As we start this new year and eventually emerge from this waking nightmare, my hope is that we pause to heal before collective amnesia sets in. Even more, my hope is that we act like the foxtail, and we energetically, enthusiastically, and with monocarpic force say goodbye to what was and plant seeds for a drastically better future.
So for this edition of Muddled Fairytales, here are a handful of pieces that helped me rethink what was and reimagine what is.
Repetition, by Kevin McGloughlin and Max Cooper
A collaboration between the London-based electronic musician Max Cooper and the visual artist Kevin McGloughlin in Ireland, Repetition invites viewers to take a mind-bending dive into an audiovisual world of infinite regress. Extrapolating from everyday images, McGloughlin constructs roads and traffic lights that intertwine endlessly, and escalators and elevators that traverse high-rise buildings with no top floor. These mesmerising visuals are accentuated by the ceaseless, steady pulse of Cooper’s ambient score. Intermittent land- and oceanscape imagery seems to draw out parallels between patterns in human engineering and nature, as well as tensions between human expansion and the natural world.
What If You Could Do It All Over? The uncanny allure of our unlived lives. - Joshua Rothman, The New Yorker
h/t Lauren Sloss
Minimizing Pain, Maximizing Joy. - Hidden Brain
h/t Ami Gosalia
Life is filled with hardships and tragedies — a fact that 2020 has made all too clear for people across the globe. For thousands of years, philosophers have come up with strategies to help us cope with such hardship. This week on Hidden Brain, we talk with philosopher William Irvine about ancient ideas — backed by modern psychology — that can help us manage disappointment and misfortune.
[H]e was quivering. And why? Because he let the entire world press upon him. For instance? Well, for instance, what it means to be a man. In a city. In a century. In transition. In a mass. Transformed by science. Under organized power. Subject to tremendous controls. In a condition caused by mechanization. After the late failure of radical hopes. In a society that was no community and devalued the person. Owing to the multiplied power of numbers which made the self negligible. Which spent military billions on foreign enemies but would not pay for order at home. Which permitted savagery and barbarism in its own great cities. At the same time, the pressure of human millions who have discovered what concerted efforts and thoughts can do. As megatons of water shape organisms on the ocean floor. As tides polish stones. As winds hollow cliffs. The beautiful supermachinery opening a new life for innumerable mankind.
— Saul Bellow, Herzog
Do not go gentle into that good night
Do not go gentle into that good night,
Old age should burn and rave at close of day;
Rage, rage against the dying of the light.
Though wise men at their end know dark is right,
Because their words had forked no lightning they
Do not go gentle into that good night.
Good men, the last wave by, crying how bright
Their frail deeds might have danced in a green bay,
Rage, rage against the dying of the light.
Wild men who caught and sang the sun in flight,
And learn, too late, they grieved it on its way,
Do not go gentle into that good night.
Grave men, near death, who see with blinding sight
Blind eyes could blaze like meteors and be gay,
Rage, rage against the dying of the light.
And you, my father, there on the sad height,
Curse, bless, me now with your fierce tears, I pray.
Do not go gentle into that good night.
Rage, rage against the dying of the light.
Dylan Thomas - 1914-1953
P.S. - “Be Impeccable With Your Word. Don't Take Anything Personally. Don't Make Assumptions. Always Do Your Best.”

Tasks and exercises.
- 1) In the poem "Do not go gentle into that good night" in the newsletter excerpt, list every kind of men that the poem names with a single adjective directly before the word "men."
- 2) Repeat the passage of the newsletter excerpt that begins at the words "Grave men, near" and stops after the words "tears, I pray.".
None of the rows that come next have any bearing on this text.

Dataset excerpts.
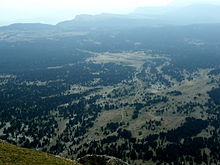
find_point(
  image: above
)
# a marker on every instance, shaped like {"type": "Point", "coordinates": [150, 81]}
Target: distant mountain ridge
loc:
{"type": "Point", "coordinates": [144, 16]}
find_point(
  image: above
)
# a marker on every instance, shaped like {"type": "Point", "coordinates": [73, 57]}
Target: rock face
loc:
{"type": "Point", "coordinates": [100, 160]}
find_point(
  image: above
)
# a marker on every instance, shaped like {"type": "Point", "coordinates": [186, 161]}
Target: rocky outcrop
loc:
{"type": "Point", "coordinates": [100, 160]}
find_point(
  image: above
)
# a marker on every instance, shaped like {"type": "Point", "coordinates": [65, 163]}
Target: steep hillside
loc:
{"type": "Point", "coordinates": [10, 154]}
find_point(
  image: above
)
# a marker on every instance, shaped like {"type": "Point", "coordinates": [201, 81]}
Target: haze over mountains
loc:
{"type": "Point", "coordinates": [143, 87]}
{"type": "Point", "coordinates": [146, 16]}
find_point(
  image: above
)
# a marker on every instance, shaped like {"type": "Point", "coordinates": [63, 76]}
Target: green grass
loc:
{"type": "Point", "coordinates": [10, 155]}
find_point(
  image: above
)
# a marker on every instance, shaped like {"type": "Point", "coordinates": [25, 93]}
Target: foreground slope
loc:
{"type": "Point", "coordinates": [10, 154]}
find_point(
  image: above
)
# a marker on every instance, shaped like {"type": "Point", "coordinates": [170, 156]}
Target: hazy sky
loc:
{"type": "Point", "coordinates": [53, 11]}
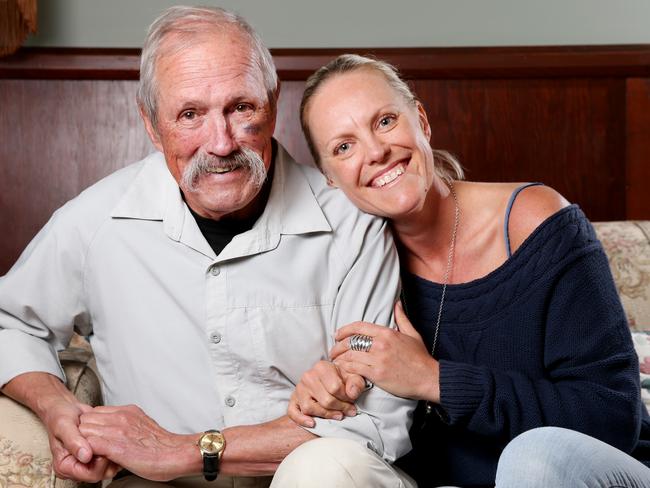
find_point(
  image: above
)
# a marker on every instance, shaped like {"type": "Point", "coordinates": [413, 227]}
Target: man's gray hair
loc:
{"type": "Point", "coordinates": [446, 165]}
{"type": "Point", "coordinates": [186, 23]}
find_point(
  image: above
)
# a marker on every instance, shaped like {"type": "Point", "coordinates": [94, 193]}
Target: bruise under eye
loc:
{"type": "Point", "coordinates": [252, 129]}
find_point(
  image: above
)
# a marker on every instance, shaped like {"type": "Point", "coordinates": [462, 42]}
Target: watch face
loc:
{"type": "Point", "coordinates": [212, 442]}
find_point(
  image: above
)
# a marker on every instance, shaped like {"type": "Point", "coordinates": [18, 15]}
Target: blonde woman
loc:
{"type": "Point", "coordinates": [516, 321]}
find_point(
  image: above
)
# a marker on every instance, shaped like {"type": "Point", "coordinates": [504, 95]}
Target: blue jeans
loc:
{"type": "Point", "coordinates": [554, 457]}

Problem solutions.
- 1) wise men, good men, wild men, grave men

- 2)
Grave men, near death, who see with blinding sight
Blind eyes could blaze like meteors and be gay,
Rage, rage against the dying of the light.
And you, my father, there on the sad height,
Curse, bless, me now with your fierce tears, I pray.